Given problem >> Rewrite the entries below as a numbered list, leaving out any blank lines.

Excerpted records >>
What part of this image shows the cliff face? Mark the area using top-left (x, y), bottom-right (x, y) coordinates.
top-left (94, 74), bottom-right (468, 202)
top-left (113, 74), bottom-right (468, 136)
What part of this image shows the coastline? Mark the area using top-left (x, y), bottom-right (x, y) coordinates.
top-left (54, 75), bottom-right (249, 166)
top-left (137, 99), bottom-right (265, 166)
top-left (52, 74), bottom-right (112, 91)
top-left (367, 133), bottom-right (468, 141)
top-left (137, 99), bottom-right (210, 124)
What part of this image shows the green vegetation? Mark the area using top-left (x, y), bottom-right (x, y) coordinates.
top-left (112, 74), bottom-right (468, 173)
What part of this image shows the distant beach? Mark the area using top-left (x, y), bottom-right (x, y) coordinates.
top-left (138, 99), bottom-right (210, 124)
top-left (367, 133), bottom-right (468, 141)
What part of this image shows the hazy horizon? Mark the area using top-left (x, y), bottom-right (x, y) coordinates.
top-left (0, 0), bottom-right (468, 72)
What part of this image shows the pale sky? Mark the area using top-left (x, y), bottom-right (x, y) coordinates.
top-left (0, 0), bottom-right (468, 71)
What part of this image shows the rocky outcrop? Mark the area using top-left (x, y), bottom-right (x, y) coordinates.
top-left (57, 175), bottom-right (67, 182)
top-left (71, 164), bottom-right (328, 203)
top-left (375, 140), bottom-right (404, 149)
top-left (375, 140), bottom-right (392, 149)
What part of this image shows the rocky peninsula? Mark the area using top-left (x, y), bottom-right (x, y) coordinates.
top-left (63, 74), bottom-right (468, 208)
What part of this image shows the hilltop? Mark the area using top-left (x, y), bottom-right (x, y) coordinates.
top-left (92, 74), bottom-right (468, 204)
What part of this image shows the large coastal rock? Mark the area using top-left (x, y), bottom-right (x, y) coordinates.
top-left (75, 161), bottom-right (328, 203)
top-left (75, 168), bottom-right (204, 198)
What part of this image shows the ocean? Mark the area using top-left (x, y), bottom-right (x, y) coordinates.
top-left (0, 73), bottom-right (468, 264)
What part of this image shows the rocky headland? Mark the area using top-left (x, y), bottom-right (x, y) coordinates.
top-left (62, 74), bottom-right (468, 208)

Task output >>
1. What part of this image shows the cliff face? Mark the area using top-left (x, y), bottom-right (x, y) coordinates.
2. top-left (94, 74), bottom-right (468, 202)
3. top-left (113, 74), bottom-right (468, 136)
4. What part of this image shows the coastline? Mark the area using top-left (x, y), bottom-right (x, y) coordinates.
5. top-left (54, 75), bottom-right (249, 166)
6. top-left (137, 99), bottom-right (265, 166)
7. top-left (52, 74), bottom-right (112, 91)
8. top-left (367, 133), bottom-right (468, 141)
9. top-left (137, 99), bottom-right (210, 124)
10. What part of this image shows the green vegetation? Mark the area using top-left (x, y), bottom-right (x, y) coordinates.
11. top-left (112, 74), bottom-right (468, 173)
12. What part of this image shows the distant beach? Mark the area using top-left (x, y), bottom-right (x, y) coordinates.
13. top-left (138, 99), bottom-right (210, 124)
14. top-left (367, 133), bottom-right (468, 141)
15. What part of this image shows the hazy horizon? Mark the area using top-left (x, y), bottom-right (x, y) coordinates.
16. top-left (0, 0), bottom-right (468, 72)
17. What part of this image shows the pale sky? Mark the area using top-left (x, y), bottom-right (x, y) coordinates.
18. top-left (0, 0), bottom-right (468, 71)
19. What part of this image shows the rocky outcrop? Mark the area using top-left (x, y), bottom-right (x, y) coordinates.
20. top-left (57, 175), bottom-right (67, 182)
21. top-left (71, 164), bottom-right (328, 203)
22. top-left (375, 140), bottom-right (404, 149)
23. top-left (375, 140), bottom-right (392, 149)
24. What part of this image shows the rocky peninsula? Mark the area using top-left (x, y), bottom-right (x, y) coordinates.
25. top-left (63, 74), bottom-right (468, 208)
26. What part of this image shows the hilltop? Mark the area using top-left (x, y), bottom-right (x, y) coordinates.
27. top-left (92, 74), bottom-right (468, 204)
28. What part of this image shows the large coastal rock? Mark the area using top-left (x, y), bottom-right (x, y) coordinates.
29. top-left (75, 161), bottom-right (328, 203)
30. top-left (75, 168), bottom-right (204, 198)
31. What part of this image shows the ocean? Mark the area using top-left (x, y), bottom-right (x, y) coordinates.
32. top-left (0, 73), bottom-right (468, 264)
33. What part of this image shows the rocky headland? Mark the area using top-left (x, y), bottom-right (x, y) coordinates.
34. top-left (62, 74), bottom-right (468, 208)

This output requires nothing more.